---------- RAW DATA

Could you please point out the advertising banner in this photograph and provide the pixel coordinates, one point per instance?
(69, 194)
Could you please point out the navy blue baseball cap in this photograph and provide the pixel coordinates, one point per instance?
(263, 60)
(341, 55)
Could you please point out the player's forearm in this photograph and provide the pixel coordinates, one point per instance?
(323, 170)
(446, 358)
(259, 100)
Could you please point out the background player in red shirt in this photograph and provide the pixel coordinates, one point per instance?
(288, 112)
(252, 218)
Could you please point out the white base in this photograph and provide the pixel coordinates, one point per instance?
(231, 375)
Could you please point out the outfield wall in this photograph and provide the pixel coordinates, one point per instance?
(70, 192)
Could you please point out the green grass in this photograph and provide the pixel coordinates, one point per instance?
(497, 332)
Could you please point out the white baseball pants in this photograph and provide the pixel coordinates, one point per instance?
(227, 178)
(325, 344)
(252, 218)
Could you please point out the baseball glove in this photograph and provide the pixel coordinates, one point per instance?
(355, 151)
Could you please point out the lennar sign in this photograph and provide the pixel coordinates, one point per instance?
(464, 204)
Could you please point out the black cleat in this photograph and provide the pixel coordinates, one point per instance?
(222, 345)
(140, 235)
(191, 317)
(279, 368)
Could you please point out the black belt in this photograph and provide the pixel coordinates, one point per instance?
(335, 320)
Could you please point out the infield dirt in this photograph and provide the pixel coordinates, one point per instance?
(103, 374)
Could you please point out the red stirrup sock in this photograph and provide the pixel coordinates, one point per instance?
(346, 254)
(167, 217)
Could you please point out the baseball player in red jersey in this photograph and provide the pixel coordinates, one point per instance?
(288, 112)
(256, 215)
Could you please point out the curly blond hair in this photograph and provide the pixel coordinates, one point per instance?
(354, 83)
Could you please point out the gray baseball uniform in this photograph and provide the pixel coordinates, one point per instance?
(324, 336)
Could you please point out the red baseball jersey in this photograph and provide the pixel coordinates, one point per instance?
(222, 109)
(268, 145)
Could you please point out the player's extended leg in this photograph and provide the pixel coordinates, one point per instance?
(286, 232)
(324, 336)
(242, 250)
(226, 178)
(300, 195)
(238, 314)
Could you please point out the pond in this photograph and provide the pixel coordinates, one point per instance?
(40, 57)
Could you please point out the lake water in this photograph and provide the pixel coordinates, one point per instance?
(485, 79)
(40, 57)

--------------------
---------- RAW DATA

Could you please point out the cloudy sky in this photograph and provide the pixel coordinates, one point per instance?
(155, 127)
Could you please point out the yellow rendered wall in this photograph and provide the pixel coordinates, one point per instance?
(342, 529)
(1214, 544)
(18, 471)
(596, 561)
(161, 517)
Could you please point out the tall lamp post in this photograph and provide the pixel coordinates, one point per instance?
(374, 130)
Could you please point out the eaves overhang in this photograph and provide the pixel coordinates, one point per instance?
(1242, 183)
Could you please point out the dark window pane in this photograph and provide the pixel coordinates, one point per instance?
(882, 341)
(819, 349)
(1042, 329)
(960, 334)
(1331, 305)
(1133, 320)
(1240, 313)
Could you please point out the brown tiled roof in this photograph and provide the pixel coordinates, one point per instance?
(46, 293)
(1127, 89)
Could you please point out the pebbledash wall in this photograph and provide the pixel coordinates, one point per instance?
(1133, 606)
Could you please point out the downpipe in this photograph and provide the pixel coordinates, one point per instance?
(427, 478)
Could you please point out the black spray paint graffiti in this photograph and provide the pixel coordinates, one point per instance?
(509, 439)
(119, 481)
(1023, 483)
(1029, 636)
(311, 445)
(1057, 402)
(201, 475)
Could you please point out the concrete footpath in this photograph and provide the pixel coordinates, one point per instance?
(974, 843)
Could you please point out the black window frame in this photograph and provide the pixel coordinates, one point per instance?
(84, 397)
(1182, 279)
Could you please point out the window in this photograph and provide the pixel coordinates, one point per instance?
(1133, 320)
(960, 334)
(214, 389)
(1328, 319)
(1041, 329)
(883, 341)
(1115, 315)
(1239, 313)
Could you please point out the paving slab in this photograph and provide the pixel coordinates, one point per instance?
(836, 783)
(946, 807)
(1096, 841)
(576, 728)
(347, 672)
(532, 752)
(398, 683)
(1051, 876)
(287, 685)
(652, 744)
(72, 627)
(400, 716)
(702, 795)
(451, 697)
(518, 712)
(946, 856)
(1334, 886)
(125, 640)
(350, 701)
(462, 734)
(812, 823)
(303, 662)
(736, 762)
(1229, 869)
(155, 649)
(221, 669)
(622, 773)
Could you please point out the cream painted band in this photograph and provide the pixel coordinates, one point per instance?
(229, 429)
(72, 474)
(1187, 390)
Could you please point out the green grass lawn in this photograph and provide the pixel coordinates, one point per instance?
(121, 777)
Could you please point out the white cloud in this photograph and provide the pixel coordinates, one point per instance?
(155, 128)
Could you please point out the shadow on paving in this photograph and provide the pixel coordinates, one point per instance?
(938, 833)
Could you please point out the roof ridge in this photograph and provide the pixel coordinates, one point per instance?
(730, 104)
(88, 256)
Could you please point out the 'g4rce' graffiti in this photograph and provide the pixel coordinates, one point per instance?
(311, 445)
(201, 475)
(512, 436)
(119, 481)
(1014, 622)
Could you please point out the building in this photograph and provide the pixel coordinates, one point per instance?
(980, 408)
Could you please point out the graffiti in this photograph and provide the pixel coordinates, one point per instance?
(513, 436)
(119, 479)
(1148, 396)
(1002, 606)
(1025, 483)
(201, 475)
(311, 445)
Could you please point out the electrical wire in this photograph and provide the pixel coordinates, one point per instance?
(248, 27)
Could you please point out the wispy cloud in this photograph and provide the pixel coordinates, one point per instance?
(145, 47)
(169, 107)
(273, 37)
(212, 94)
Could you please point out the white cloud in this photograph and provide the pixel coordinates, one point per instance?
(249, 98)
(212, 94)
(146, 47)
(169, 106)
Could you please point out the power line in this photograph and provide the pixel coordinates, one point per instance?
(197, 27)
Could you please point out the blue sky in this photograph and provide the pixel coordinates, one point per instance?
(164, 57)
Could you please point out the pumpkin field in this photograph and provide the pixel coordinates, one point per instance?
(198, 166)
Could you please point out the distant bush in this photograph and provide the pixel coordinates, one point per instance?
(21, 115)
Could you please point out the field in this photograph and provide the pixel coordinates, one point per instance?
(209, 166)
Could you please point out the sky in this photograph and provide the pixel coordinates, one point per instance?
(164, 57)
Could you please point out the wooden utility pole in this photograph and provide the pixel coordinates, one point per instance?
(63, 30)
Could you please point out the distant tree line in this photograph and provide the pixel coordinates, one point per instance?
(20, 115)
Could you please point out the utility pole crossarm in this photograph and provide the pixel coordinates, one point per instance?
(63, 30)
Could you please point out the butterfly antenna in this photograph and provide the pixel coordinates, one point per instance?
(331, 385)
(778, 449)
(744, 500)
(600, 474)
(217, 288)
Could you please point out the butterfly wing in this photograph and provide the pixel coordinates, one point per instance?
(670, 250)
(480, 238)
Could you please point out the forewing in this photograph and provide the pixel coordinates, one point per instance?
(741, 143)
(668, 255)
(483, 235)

--------------------
---------- RAW DATA

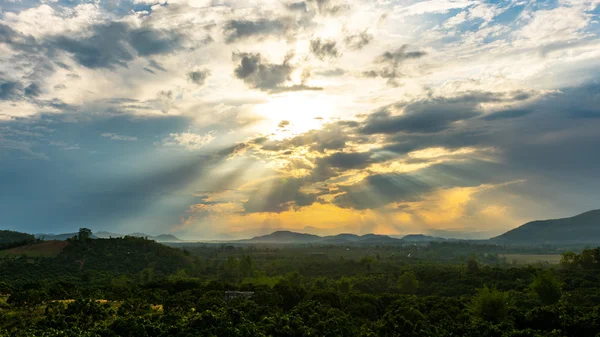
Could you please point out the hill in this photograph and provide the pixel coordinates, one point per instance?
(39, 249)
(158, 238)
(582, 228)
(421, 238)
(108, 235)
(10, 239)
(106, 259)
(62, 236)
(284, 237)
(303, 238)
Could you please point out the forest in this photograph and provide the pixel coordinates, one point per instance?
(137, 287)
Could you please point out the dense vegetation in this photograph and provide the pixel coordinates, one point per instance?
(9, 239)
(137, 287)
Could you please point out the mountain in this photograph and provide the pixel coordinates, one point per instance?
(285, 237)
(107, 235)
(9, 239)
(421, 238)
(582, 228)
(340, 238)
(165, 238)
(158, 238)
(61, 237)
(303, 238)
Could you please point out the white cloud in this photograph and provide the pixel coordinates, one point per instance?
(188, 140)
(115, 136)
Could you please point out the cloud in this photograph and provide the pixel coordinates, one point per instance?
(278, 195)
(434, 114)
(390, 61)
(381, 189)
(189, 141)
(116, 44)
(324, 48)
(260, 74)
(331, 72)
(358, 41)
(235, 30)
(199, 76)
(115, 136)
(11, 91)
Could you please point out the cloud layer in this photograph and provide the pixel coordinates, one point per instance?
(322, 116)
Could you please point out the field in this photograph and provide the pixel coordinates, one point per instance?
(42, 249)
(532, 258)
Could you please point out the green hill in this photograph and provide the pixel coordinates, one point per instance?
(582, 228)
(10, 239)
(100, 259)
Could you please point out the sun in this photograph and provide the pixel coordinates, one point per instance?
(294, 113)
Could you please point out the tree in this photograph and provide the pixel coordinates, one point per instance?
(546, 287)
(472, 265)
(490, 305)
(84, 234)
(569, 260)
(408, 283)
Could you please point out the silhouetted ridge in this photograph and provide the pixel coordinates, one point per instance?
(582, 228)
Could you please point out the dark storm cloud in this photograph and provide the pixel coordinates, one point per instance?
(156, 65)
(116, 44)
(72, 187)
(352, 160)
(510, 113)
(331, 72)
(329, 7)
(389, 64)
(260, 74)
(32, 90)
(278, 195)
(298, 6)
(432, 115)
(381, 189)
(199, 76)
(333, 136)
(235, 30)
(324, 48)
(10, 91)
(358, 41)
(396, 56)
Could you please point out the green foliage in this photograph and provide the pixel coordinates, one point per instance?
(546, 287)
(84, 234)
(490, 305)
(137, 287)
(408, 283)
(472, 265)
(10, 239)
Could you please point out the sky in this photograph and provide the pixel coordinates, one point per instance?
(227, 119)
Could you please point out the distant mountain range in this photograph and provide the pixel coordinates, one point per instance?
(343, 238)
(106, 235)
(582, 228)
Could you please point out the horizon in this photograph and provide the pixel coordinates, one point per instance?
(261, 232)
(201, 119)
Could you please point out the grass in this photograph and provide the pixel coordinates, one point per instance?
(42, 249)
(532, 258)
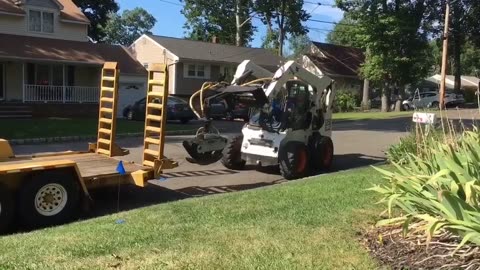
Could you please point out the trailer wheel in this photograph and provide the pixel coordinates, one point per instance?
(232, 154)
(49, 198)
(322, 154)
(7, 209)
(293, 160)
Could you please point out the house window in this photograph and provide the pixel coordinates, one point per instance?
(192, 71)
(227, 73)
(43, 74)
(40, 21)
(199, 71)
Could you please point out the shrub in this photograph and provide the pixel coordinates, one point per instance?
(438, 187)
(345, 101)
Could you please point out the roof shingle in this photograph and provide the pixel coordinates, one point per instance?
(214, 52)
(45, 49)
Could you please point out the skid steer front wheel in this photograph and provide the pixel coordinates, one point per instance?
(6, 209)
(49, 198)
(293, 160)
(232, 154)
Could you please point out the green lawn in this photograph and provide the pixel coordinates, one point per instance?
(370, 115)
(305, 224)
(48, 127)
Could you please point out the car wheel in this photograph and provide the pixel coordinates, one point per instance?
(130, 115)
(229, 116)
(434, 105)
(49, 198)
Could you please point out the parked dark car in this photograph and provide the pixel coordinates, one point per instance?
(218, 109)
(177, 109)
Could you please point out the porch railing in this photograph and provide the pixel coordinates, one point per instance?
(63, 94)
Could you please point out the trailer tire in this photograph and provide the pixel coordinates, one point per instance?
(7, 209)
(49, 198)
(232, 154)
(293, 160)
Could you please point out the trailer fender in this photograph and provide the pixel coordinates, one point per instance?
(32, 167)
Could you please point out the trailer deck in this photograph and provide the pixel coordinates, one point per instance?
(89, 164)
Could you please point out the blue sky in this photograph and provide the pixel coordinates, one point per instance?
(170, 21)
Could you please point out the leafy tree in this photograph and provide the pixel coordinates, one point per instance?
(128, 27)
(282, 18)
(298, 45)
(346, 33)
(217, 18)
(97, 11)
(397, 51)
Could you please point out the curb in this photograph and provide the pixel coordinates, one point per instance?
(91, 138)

--------------------

▶ YOUR OBJECTIVE
Copy out word for word the part of the material above that starts with the line containing "Could you please point out the brown" and ends with the line containing "(1187, 390)", including both of those lines.

▶ TASK ANSWER
Could you please point out the brown tiled roof in this photograph and provide the pixel coordinates, one point per instance?
(46, 293)
(1127, 89)
Could you please point out the pebbledash wall in this photograph and provide the pixel coordinates, one point per instance?
(1133, 606)
Could you please point out the downpipe in this photograph and provide the pixel coordinates, one point per instance?
(427, 478)
Could you please point out the black spray paint graffiti in this photograph and provide the pixel coordinates, one point per instance?
(509, 439)
(119, 481)
(1023, 483)
(1029, 636)
(311, 445)
(1057, 402)
(201, 475)
Could you please point out the concrete footpath in this photograph and provide the pixel coordinates, one point per instance?
(974, 843)
Could you please point out the black window frame in this photograph and provide the pixel coordinates, one point per instance?
(84, 397)
(1182, 279)
Could you please point out the window in this photograph and provide the pixel coordinates, one point per instance?
(1133, 320)
(960, 334)
(214, 389)
(1328, 319)
(1041, 329)
(883, 341)
(1115, 315)
(1239, 313)
Could you please point out the paving slab in this photograph and provide the pixel coordinates, one point per instance?
(836, 783)
(946, 807)
(1096, 841)
(576, 728)
(347, 672)
(532, 752)
(398, 683)
(1051, 876)
(287, 685)
(652, 744)
(72, 627)
(400, 716)
(702, 795)
(451, 697)
(518, 712)
(946, 856)
(1334, 886)
(125, 640)
(350, 701)
(462, 734)
(812, 823)
(303, 662)
(736, 762)
(1229, 869)
(155, 649)
(221, 669)
(622, 773)
Could you please point out the cream painted band in this photograph and provide the pixel coordinates, one point per instance?
(229, 429)
(72, 474)
(1187, 390)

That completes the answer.